| Records from a dataset |
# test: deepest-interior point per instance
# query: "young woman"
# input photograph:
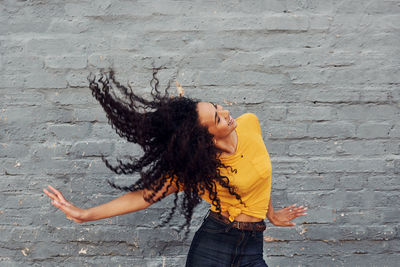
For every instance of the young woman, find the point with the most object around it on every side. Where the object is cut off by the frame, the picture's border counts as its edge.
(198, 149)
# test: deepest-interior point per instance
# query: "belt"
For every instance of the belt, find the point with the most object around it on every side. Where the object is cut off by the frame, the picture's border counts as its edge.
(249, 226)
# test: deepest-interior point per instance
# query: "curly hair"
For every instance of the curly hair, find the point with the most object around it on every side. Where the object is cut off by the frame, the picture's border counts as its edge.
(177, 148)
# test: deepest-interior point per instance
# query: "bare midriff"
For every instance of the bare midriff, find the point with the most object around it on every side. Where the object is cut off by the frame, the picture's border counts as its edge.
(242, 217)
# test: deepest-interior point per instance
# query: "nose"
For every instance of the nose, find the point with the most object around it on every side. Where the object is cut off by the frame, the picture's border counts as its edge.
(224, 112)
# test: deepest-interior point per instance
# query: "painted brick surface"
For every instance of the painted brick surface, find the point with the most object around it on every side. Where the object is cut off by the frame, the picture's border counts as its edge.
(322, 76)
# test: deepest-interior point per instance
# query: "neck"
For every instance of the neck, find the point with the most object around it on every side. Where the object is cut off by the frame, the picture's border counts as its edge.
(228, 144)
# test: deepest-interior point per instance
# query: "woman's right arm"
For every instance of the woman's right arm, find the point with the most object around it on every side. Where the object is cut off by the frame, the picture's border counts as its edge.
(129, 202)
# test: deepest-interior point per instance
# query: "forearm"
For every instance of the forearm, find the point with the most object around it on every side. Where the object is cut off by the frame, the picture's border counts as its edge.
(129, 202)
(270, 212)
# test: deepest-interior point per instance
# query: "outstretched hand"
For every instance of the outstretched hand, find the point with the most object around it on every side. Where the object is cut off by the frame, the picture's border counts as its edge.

| YOUR GOAL |
Repeat the records in full, exactly as they appear, without the pictures.

| REPLY TO THE TASK |
# test: deepest-interior point per instance
# query: "young woman"
# input photograph:
For every instance of the young woman, find the point with the most object around it on every side. Where the object is cut off by the frame, the picture's border counts as its edge.
(198, 149)
# test: deepest-interior point per instance
# query: "belt"
For every instance of the belt, find the point with the most object around it on every side. Where the object is cut off by the frame, the picture's border counts as its edge.
(249, 226)
# test: deepest-interior point per instance
# query: "curly hair"
For every instance of the curly hair, find the point with the most object around it on every side. Where the object is cut off by the frame, the picture's border counts as its edge.
(177, 148)
# test: deepest-interior point per instance
# query: "bare midriff"
For every instance of the bare midriff, find the point with the most object around it on every side. Where the object is cut off by the frame, the picture's border counts as its edge.
(242, 217)
# test: deepest-interior point per instance
# query: "nose"
For every instance of the nose, find the point with the most object around it on every side. Where the object is cut off by the frame, the picture's border counts as its edge.
(224, 112)
# test: deepest-interior point per instance
# query: "painted brick surface"
For every instance of the painted brick surface, find the point with the most object around it on every side. Where the object is cut off by the frame, the picture's border counts as its edge.
(322, 76)
# test: deepest-interior point per instance
# query: "neck"
For every instance of the neck, find the point with the most object around it on every side. Where the object is cut off by the frame, the picture's border counts as its edge.
(228, 144)
# test: deepest-interior point per instance
# query: "woman's right arm"
For every instance of the woman's right arm, find the point with the most object around it on every side. Where the object is cut off by the frame, the picture's border counts as its edge.
(129, 202)
# test: deepest-interior point per instance
# query: "forearm"
For every instance of the forearm, find the point with the most object around it on every side. Where the object is cut off by the frame, the picture's border counts as its edge.
(129, 202)
(270, 212)
# test: deepest-interior point per instance
# query: "outstretched hand"
For every instance of the outstretched hand, find the point with the most object around it on every side. Where the object is cut off by the frame, the picture's border counts as its edge.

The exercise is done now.